- [PERTANYAAN]:
1) Menurut teks tentang komunikasi dan hukum, mengapa kajian sosiologi hukum menempatkan hukum sebagai "pesan"? Jawab dalam satu sampai tiga kalimat.
2) Salin dengan persis bagian teks tentang komunikasi dan hukum dari "Sahabat ! saya" sampai "kesadaran untuk mentaatinya.".

Sahabat ! saya mencoba melihatnya dari sisi “komunukasi” dan “kajian sosiologi hukum”, yang menempatkan posisi 5M sebagai informasi berisi “pesan” yang dikomunikasikan oleh komonikator kepada atau dengan pihak lain, baik itu masyarakat atau pribadi sebagai komunikan. Selaras dengan ini kajian sosiologi hukum yang salah satunya membahas “efektifitas hukum” menempatkan “hukum” sebagai “pesan” yang dimasukan kedalam kehidupan manusia yang berisi perintah atau larangan dengan tujuan “pesan” itu dipatuhi.
Sahabat ! bagaimana kemudian nasib “pesan” dari sisi komunukasi akan menghasilakn pengetahuan dan pemahaman dari komunikan yang efektif, begitu pula dari sisi efektifitas hukum,pesan itu apakah diketahui dan difahami sampai kepada penghayatan atas pesan (hukum) sehingga menimbulkan kesadaran untuk mentaatinya.

- [KUMPULAN DATA]:
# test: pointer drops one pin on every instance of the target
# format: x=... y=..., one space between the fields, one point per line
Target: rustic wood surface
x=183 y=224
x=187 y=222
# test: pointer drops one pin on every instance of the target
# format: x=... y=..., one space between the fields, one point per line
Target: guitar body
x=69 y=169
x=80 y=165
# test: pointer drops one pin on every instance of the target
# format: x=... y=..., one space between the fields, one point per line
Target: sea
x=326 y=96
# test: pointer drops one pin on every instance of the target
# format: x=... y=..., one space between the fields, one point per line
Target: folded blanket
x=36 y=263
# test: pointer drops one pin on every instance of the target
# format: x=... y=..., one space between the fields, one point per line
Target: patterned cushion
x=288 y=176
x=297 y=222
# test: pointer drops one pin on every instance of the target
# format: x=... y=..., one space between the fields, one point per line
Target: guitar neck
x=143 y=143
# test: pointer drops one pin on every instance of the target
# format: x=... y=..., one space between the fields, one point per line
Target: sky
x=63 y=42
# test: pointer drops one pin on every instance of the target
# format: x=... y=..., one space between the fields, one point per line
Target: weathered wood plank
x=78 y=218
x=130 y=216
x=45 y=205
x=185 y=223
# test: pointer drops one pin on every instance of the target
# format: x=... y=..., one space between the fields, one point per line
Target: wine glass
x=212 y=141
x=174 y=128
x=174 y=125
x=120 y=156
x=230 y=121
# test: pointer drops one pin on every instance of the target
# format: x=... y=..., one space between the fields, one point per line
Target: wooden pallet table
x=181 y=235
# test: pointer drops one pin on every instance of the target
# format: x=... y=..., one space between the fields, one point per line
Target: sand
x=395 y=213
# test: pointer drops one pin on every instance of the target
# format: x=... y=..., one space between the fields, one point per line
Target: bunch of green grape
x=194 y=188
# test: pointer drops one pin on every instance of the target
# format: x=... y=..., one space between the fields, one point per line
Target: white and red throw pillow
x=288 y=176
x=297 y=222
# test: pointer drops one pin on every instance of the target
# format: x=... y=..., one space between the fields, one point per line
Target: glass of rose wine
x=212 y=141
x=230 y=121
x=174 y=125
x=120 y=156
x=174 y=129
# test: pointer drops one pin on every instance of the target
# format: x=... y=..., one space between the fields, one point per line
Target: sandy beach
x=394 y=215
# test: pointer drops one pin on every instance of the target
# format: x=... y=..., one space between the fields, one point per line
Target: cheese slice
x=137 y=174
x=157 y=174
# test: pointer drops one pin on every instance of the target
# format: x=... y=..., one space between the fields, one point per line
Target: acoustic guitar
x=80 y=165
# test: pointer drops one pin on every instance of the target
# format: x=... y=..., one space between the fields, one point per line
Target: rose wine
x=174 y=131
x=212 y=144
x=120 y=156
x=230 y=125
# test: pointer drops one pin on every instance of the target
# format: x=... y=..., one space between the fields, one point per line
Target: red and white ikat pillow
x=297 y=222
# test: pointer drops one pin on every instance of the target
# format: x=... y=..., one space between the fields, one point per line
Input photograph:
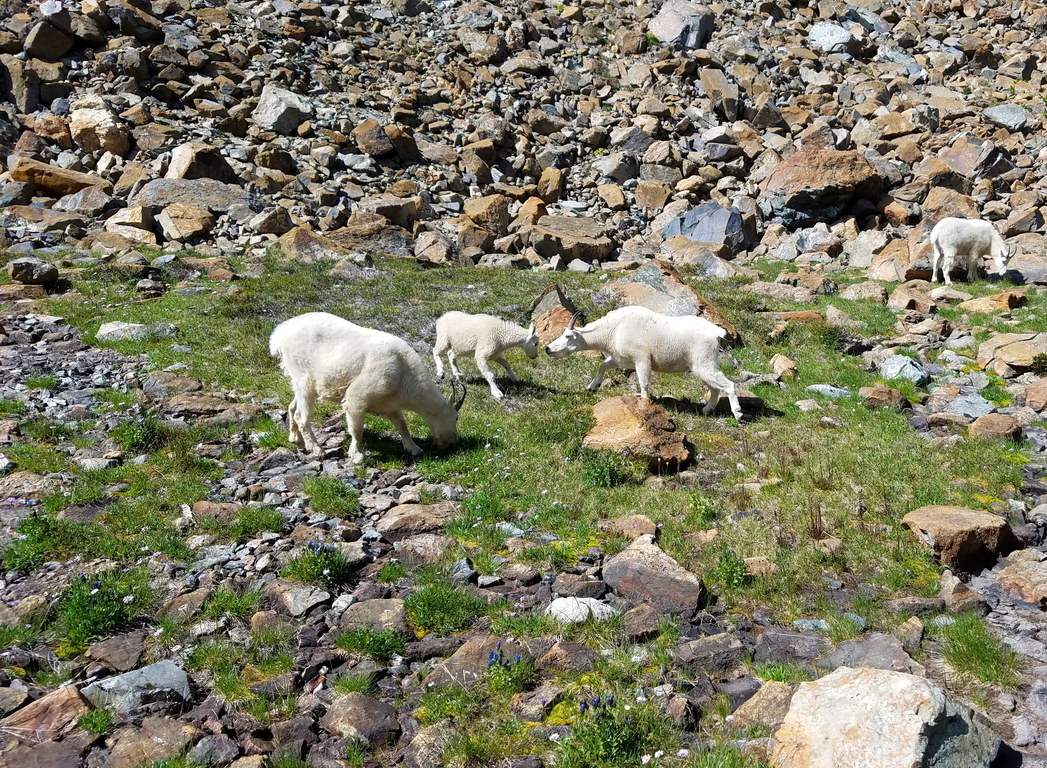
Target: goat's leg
x=717 y=383
x=455 y=371
x=644 y=377
x=606 y=365
x=303 y=412
x=439 y=361
x=354 y=424
x=293 y=433
x=485 y=369
x=500 y=360
x=401 y=426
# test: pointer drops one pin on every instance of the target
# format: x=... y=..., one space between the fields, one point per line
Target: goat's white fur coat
x=487 y=338
x=366 y=370
x=636 y=338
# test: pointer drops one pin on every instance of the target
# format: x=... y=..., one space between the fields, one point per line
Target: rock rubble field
x=853 y=574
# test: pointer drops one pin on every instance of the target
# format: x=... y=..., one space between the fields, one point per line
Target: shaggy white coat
x=636 y=338
x=369 y=371
x=966 y=240
x=486 y=337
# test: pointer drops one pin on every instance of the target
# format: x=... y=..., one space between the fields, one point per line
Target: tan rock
x=53 y=179
x=638 y=427
x=183 y=222
x=877 y=719
x=98 y=129
x=961 y=538
x=783 y=366
x=766 y=708
x=997 y=302
x=1025 y=577
x=996 y=426
x=1036 y=396
x=571 y=238
x=47 y=718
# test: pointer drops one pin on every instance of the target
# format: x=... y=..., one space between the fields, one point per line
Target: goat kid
x=487 y=338
x=636 y=338
x=366 y=370
x=968 y=240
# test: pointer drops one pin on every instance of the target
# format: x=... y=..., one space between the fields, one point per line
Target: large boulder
x=659 y=287
x=281 y=110
x=683 y=25
x=571 y=238
x=53 y=179
x=817 y=185
x=638 y=428
x=962 y=539
x=643 y=572
x=880 y=719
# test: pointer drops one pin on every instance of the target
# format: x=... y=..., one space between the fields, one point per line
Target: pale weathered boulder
x=880 y=719
x=640 y=429
x=961 y=538
x=644 y=573
x=281 y=110
x=817 y=184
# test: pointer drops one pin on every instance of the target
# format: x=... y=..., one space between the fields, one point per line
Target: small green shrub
x=378 y=644
x=47 y=381
x=437 y=704
x=443 y=608
x=731 y=570
x=363 y=683
x=601 y=469
x=96 y=721
x=12 y=407
x=226 y=602
x=392 y=572
x=320 y=564
x=331 y=497
x=97 y=606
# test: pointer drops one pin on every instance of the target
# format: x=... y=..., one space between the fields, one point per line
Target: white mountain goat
x=369 y=371
x=637 y=338
x=487 y=338
x=968 y=240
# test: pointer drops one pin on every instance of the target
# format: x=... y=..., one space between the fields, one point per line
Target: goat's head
x=569 y=342
x=530 y=345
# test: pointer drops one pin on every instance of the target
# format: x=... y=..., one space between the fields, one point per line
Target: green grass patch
x=331 y=497
x=443 y=608
x=320 y=564
x=974 y=652
x=380 y=645
x=94 y=607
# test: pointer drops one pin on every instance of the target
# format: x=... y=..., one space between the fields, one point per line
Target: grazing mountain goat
x=633 y=337
x=369 y=371
x=486 y=337
x=968 y=239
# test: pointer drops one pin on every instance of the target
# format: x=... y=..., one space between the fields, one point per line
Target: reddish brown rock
x=962 y=539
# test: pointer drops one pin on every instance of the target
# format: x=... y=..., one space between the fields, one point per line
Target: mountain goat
x=369 y=371
x=968 y=239
x=633 y=337
x=486 y=337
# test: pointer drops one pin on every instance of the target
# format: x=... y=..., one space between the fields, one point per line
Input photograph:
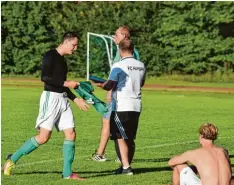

- [JAWABAN BERNOMOR]:
1) Dalam kajian efektivitas hukum, hukum ditempatkan sebagai pesan karena dimasukkan ke dalam kehidupan manusia dengan isi berupa perintah atau larangan. Tujuannya agar pesan itu dipatuhi.

2)
Sahabat ! saya mencoba melihatnya dari sisi “komunukasi” dan “kajian sosiologi hukum”, yang menempatkan posisi 5M sebagai informasi berisi “pesan” yang dikomunikasikan oleh komonikator kepada atau dengan pihak lain, baik itu masyarakat atau pribadi sebagai komunikan. Selaras dengan ini kajian sosiologi hukum yang salah satunya membahas “efektifitas hukum” menempatkan “hukum” sebagai “pesan” yang dimasukan kedalam kehidupan manusia yang berisi perintah atau larangan dengan tujuan “pesan” itu dipatuhi.
Sahabat ! bagaimana kemudian nasib “pesan” dari sisi komunukasi akan menghasilakn pengetahuan dan pemahaman dari komunikan yang efektif, begitu pula dari sisi efektifitas hukum,pesan itu apakah diketahui dan difahami sampai kepada penghayatan atas pesan (hukum) sehingga menimbulkan kesadaran untuk mentaatinya.